The records that follow should be retyped word for word.

------ MATERIAL ------

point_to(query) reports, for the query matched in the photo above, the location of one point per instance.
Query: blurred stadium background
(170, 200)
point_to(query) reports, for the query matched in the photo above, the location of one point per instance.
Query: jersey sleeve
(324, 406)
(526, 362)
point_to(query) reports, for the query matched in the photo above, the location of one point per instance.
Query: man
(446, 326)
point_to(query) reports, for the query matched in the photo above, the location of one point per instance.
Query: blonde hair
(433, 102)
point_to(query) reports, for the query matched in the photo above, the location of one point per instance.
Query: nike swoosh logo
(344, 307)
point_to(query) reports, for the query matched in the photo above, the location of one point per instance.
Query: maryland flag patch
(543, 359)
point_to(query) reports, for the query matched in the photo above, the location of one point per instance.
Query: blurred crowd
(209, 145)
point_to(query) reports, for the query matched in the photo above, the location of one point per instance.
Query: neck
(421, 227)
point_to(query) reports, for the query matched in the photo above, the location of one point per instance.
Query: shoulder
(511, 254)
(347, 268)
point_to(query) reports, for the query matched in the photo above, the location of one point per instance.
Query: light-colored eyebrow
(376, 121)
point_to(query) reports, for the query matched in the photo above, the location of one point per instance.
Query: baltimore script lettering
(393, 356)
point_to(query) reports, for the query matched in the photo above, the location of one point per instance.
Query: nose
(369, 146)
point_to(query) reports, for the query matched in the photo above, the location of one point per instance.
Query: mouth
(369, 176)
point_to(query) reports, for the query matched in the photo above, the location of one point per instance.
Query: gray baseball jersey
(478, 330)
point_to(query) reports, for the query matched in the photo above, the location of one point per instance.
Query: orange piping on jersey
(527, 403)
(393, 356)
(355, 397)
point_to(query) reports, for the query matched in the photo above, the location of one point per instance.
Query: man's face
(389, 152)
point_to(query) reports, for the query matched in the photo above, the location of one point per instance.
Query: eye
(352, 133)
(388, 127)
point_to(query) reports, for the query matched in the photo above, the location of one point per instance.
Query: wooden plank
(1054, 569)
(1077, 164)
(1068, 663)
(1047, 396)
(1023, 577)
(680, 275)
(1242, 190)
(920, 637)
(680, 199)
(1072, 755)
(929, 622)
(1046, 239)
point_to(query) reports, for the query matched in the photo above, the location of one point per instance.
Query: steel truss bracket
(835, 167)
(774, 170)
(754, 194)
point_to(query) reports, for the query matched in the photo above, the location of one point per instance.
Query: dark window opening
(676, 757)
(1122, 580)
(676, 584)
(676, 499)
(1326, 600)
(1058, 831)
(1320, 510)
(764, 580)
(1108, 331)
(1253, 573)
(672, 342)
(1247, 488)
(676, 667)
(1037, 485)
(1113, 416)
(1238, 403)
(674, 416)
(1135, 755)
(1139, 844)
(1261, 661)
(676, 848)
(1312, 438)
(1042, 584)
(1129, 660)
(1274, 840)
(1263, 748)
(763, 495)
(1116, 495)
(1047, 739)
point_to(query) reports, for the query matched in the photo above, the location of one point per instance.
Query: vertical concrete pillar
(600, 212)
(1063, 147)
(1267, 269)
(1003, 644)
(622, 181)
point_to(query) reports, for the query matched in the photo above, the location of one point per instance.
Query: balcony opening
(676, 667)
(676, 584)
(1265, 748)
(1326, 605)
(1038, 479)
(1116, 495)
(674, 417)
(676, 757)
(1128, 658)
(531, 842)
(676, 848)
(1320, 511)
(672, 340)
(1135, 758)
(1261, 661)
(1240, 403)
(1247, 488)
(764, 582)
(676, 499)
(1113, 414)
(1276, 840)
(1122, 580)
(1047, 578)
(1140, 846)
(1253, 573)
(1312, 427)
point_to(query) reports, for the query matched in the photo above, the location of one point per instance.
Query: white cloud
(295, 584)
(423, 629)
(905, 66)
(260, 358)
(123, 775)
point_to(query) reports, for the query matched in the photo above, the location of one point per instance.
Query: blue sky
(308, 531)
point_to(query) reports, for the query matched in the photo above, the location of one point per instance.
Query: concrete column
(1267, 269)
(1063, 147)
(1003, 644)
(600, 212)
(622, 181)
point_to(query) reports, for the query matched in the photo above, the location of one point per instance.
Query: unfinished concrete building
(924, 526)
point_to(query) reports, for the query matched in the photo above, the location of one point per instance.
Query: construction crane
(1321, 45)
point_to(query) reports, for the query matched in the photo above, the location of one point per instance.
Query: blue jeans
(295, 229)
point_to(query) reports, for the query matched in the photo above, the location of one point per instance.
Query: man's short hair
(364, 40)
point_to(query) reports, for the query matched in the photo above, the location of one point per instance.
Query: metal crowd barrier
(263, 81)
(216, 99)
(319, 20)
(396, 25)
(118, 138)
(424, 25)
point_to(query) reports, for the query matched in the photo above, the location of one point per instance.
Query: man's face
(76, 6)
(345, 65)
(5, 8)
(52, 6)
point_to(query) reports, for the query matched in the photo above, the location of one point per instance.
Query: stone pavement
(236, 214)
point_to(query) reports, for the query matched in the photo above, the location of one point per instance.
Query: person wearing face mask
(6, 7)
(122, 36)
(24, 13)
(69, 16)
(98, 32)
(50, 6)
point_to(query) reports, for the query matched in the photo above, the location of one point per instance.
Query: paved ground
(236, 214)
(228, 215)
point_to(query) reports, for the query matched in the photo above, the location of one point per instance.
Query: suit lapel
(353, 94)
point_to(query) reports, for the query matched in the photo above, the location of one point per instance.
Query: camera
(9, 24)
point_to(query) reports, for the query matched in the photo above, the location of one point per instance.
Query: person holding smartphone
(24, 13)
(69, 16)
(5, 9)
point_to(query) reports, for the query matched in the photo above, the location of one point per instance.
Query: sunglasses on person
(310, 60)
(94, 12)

------

> COMPLETED EXERCISE:
point_to(query) reports, for the query matched in the photo above, the location of one point per instance.
Query: blurred stadium background
(170, 200)
point_to(query) reports, for the query matched in the photo above, the location of one point per instance.
Query: jersey sleeve
(324, 406)
(526, 362)
point_to(query) reports, for the query matched in the photo above, the location of one point per instance.
Query: man
(446, 326)
point_to(query) reports, for the query matched in the photo above, the location of one point per instance.
Query: blonde hair
(433, 102)
point_to(query) reports, for the query matched in the photo above, the location of one point per instance.
Query: nike swoosh logo
(344, 307)
point_to(query) reports, for the query matched in the photo above, the location of one point per instance.
Query: maryland flag patch
(543, 359)
point_to(query) reports, for the query matched in the photo above, the location of one point per instance.
Query: blurred crowd
(209, 145)
point_to(query) reports, for the query matched in the photo above, the location of one point per instance.
Query: neck
(421, 227)
point_to(query) reports, for the query matched in the photo above, the location of one point per instance.
Query: shoulder
(511, 254)
(347, 268)
point_to(query) reports, for the query matched in the photo above, the location of one point per instance.
Query: light-colored eyebrow
(376, 121)
point_to(query) reports, for the query matched in the photo above, the location of one point per instance.
Query: baltimore script lettering
(393, 356)
point_to(query) reports, for the query matched in the photo above, the location of one point per instance.
Query: nose
(369, 146)
point_to(query) reports, for the query matched in the photo above, the location of one point per instance.
Query: mouth
(369, 176)
point_to(query) reports, for the query matched in the photo above, the location of one point per instance.
Query: gray baseball jersey
(478, 330)
point_to(query) reports, for the query matched in the photo above, the location of one point per instance.
Query: orange piping on jersey
(527, 403)
(393, 356)
(355, 397)
point_to(query) reports, for the query matched in the photo above, the location of one point per instance.
Query: man's face
(389, 152)
point_to(query) reports, for the query matched in the photo above, the location of one point per instance.
Query: eye
(352, 133)
(388, 127)
point_to(query) reports, for the query matched in the photo above, the location of one point per instance.
Query: wooden plank
(1054, 569)
(1077, 164)
(1068, 663)
(1047, 396)
(1023, 577)
(680, 275)
(1242, 190)
(920, 637)
(680, 199)
(1072, 755)
(929, 622)
(1046, 239)
point_to(query) reports, for the query matched in the photo above, the location of one point per instance.
Query: steel truss bracket
(835, 167)
(774, 170)
(754, 194)
point_to(query) reports, for the query matched in the photo above, the location of one point per instance.
Query: dark window opening
(676, 757)
(1122, 580)
(676, 584)
(676, 499)
(1326, 600)
(1058, 831)
(1320, 510)
(764, 580)
(1108, 331)
(1253, 573)
(672, 342)
(1247, 488)
(676, 667)
(1037, 485)
(1113, 416)
(1238, 403)
(674, 416)
(1135, 755)
(1139, 844)
(1261, 661)
(676, 848)
(1312, 438)
(1042, 584)
(1129, 660)
(1274, 840)
(1263, 748)
(763, 495)
(1116, 495)
(1047, 739)
point_to(query) reports, for the query matched in the photo above, the location of one point per instance.
Query: vertical concrete pillar
(600, 212)
(1063, 147)
(1267, 269)
(1003, 644)
(622, 181)
point_to(query) reports, for the query matched in the photo above, the location of one point per instance.
Query: balcony opening
(676, 667)
(676, 584)
(1265, 748)
(1326, 605)
(1038, 479)
(1116, 495)
(674, 417)
(676, 757)
(1128, 658)
(531, 842)
(676, 848)
(1320, 511)
(672, 340)
(1135, 758)
(1261, 661)
(1240, 403)
(1247, 488)
(764, 582)
(676, 499)
(1113, 414)
(1276, 840)
(1122, 580)
(1047, 578)
(1140, 846)
(1253, 573)
(1312, 427)
point_to(query) reports, for the query matched in the photo above, the location of one point per instance.
Query: white cloud
(295, 584)
(423, 629)
(905, 66)
(260, 358)
(123, 775)
point_to(query) reports, for the query matched in the photo above, the location of one point per instance.
Query: blue sky
(308, 531)
point_to(query) reports, for the query matched in the photo above, the location of one point per instance.
Query: concrete column
(1267, 269)
(1063, 147)
(1003, 644)
(600, 212)
(622, 181)
point_to(query) reports, for the query matched in the photo above, the location of one point per instance.
Query: unfinished concrete building
(924, 526)
point_to(query) reports, for the query matched in the photo above, the location of one point per instance.
Query: construction crane
(1321, 45)
point_to(query) reports, for the query matched in the photo above, the location of one point per instance.
Query: blue jeans
(295, 229)
point_to(query) reports, for the query matched in the photo above, the location of one point per instance.
Query: man's short hair
(364, 40)
point_to(query) reports, for the query matched in the photo above, the location of one point per instance.
Query: metal crowd barrier
(263, 81)
(216, 99)
(319, 20)
(396, 25)
(118, 138)
(424, 25)
point_to(query) reports, for the query matched in the photo above, the location of one point per instance.
Query: man's face
(76, 6)
(345, 65)
(5, 8)
(52, 6)
point_to(query) reports, for the query matched in the photo above, the location of one point per instance.
Query: stone pavement
(236, 214)
point_to(query) reports, for the query matched in the photo above, the location of one point per instance.
Query: person wearing face mask
(6, 7)
(122, 36)
(24, 13)
(69, 16)
(98, 32)
(50, 6)
point_to(query) reports, for the query matched in the photo above, the location of one point per instance.
Query: paved ground
(236, 214)
(228, 215)
point_to(query) reports, for the query matched in the photo above, the location of one point per instance.
Query: suit lapel
(353, 94)
point_to(query) reports, for the query matched in the photo above, the location of one point per instance.
Query: camera
(9, 24)
point_to(query) reports, for the query matched in the photo above, the location of one point per instance.
Query: person holding smartphone
(24, 13)
(69, 16)
(5, 9)
point_to(query) reports, for the query matched in the photo above, the location of one point per instance.
Query: sunglasses on person
(310, 60)
(94, 12)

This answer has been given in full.